Saved data entries:
┄┄┄┄┄┄

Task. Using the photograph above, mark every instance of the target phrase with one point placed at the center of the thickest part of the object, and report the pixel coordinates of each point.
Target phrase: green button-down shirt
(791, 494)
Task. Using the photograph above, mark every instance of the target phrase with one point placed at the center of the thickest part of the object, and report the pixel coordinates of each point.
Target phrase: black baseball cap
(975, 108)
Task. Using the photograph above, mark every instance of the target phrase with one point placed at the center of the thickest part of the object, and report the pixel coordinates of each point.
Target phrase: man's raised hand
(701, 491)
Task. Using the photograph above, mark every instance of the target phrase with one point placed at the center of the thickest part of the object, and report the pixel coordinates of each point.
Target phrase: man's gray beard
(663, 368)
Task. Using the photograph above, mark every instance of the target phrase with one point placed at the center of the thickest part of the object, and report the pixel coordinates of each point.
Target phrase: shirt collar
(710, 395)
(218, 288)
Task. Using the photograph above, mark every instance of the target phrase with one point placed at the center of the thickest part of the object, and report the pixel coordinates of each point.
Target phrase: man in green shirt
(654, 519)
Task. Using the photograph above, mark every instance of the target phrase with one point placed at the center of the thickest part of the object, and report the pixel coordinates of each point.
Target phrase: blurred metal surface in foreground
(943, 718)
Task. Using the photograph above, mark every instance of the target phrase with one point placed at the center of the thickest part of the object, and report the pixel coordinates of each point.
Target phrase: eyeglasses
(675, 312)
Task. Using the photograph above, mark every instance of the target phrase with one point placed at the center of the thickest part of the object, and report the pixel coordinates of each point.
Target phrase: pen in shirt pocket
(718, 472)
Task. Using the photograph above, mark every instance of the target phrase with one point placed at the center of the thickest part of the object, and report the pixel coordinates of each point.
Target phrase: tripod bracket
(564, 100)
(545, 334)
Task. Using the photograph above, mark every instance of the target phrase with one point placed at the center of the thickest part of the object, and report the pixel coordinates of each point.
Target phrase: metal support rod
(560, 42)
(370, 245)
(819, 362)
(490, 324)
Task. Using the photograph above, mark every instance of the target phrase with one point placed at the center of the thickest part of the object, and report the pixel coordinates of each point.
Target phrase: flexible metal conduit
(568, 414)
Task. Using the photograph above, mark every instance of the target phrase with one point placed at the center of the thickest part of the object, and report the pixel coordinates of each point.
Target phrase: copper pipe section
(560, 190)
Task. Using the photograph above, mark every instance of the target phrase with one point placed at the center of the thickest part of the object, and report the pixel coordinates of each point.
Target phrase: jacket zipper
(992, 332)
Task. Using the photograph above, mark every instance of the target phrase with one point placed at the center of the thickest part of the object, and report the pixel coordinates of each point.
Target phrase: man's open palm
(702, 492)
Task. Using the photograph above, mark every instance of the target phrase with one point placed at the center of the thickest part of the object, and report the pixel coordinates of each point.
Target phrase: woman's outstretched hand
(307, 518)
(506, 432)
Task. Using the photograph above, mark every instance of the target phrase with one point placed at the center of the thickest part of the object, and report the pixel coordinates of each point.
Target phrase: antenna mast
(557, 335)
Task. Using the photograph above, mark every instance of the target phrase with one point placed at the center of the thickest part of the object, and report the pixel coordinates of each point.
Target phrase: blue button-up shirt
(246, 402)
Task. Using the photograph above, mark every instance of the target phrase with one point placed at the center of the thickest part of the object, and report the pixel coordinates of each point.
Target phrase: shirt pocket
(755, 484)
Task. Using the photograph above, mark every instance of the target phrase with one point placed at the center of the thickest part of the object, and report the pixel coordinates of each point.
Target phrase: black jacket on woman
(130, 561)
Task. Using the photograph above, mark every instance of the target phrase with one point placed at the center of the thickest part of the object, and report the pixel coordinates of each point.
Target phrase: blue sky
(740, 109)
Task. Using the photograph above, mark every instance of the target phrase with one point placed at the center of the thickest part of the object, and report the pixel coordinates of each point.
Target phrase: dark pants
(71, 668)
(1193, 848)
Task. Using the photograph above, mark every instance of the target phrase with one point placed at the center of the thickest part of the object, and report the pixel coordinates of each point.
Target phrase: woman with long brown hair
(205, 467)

┄┄┄┄┄┄

Exercise requirements:
Each entry shown above should be copied out exactly.

Answer space:
Task. Using the photograph above, mark every instance of the target phrase with one point placed at the center of the thickest part of the object, and report the pixel coordinates of each point.
Target phrase: green button-down shirt
(791, 494)
Task. Using the photograph above, mark every instance of the target phrase with one point placed at the center of the thickest part of the object, and report the pixel coordinates of each point.
Target phrase: black baseball cap
(975, 108)
Task. Using the photograph above, mark every instance of the target phrase with one point placed at the center of the thickest part of the object, and report the pixel coordinates of each point.
Target phrase: man's raised hand
(701, 491)
Task. Using the photograph above, mark every instance of the target phrase with one point placed at the center of the thickest part of the object, and report the pixel coordinates of each point.
Target phrase: man's gray beard
(663, 368)
Task. Using the photograph above, mark every instance of the target phrase with one point placed at the center of the thickest part of the object, and report the pixel coordinates of each point.
Target phrase: shirt collar
(710, 395)
(218, 288)
Task. Using the photograph above, mark every instance of the target phrase with one point placed at the center of the thickest part of the object, and report the pixel coordinates of each point.
Target phrase: man in green shirt
(654, 519)
Task. Using the photograph above, mark every instance of the target phrase with one point placed at the center of the thickest part of the object, and report the pixel coordinates of each point.
Target phrase: blurred metal surface in foreground
(943, 718)
Task. Using the photograph above, mark every instance of the target phrase with one point placed at the center of the thickest part of the object, and report the pixel coordinates of each point.
Target phrase: eyeglasses
(675, 312)
Task. Using the photograph above, mark every instance of the target phrase with one point placed at the center of the thickest part of the object, and report the pixel coordinates of each point.
Target phrase: pen in shirt pocket
(718, 472)
Task. Using the photograph above, mark every instance of the target phrase with one point placed at the center of the thickest part of the object, and report the pixel coordinates of each point.
Target phrase: tripod bracket
(564, 100)
(545, 334)
Task. Using the photograph above, mark every instance of the target phrase with one point placed at the center of the thickest part of the object, and report the pixel coordinates of each point.
Target phrase: metal support rod
(560, 42)
(370, 245)
(819, 362)
(490, 324)
Task. Using the photograph above, mark every instance of the target phrase with one point placed at the center of the thickest part of the object, and report the pixel coordinates of each point.
Target phrase: flexible metal conduit
(568, 414)
Task. Using the photograph above, mark every instance of the target phrase with one point placed at the center of the thickest part of the object, and report the pixel coordinates of each point.
Target phrase: copper pipe section
(560, 190)
Task. Using the photograph above, mark every instance of the target phrase with one point placed at the center of the thickest part of the object, and report the pixel coordinates of each point.
Target phrase: jacket zipper
(992, 332)
Task. Using the photograph above, mark every instance of the target phrase with one point placed at the center of the thickest part of the object, and report the pixel coordinates of each point.
Target phrase: man's open palm
(702, 492)
Task. Using the photograph above, mark every instance of the target phrase with one point placed at the center of the thickest part of the object, and report the pixel coordinates of each point.
Target phrase: woman's outstretched hand
(307, 518)
(506, 432)
Task. Using the photograph above, mark every instance of the target phrase with one point placed at the center of the thickest part of the object, and report the pixel coordinates of each point.
Target phrase: antenna mast
(557, 335)
Task. Using the photograph above, mark every instance of the target phrase with one point placed at the center of the thickest part of the object, and report the pixel coordinates of each point.
Target phrase: blue button-up shirt
(246, 402)
Task. Using the photograph above, mark every instance of the target phrase with one point placed at the center of the thickest part of the object, and report the pixel coordinates of each point.
Target phrase: shirt pocket
(755, 484)
Task. Using the photograph above, mark every instance of the target phrase with one point placed at the center of the thickest part of the object, and report the pixel coordinates of each point.
Target phrase: black jacket on woman
(130, 561)
Task. Using the photograph above, mark every instance of the target phrase with one point placed at the center of the thickest part of the object, and report the pixel coordinates of each point.
Target phrase: blue sky
(740, 109)
Task. Using the photograph above, mark every instance of the target phrase with one point placed at the center of the thickest part of the object, and report the pixel coordinates of each point.
Target phrase: dark pants
(71, 668)
(1193, 848)
Task. Using the photograph above, mark every instance of the target phrase with one point placed at the center of the thickest part of the object, and report the pixel coordinates of each point.
Target phrase: woman with long brown hair
(205, 467)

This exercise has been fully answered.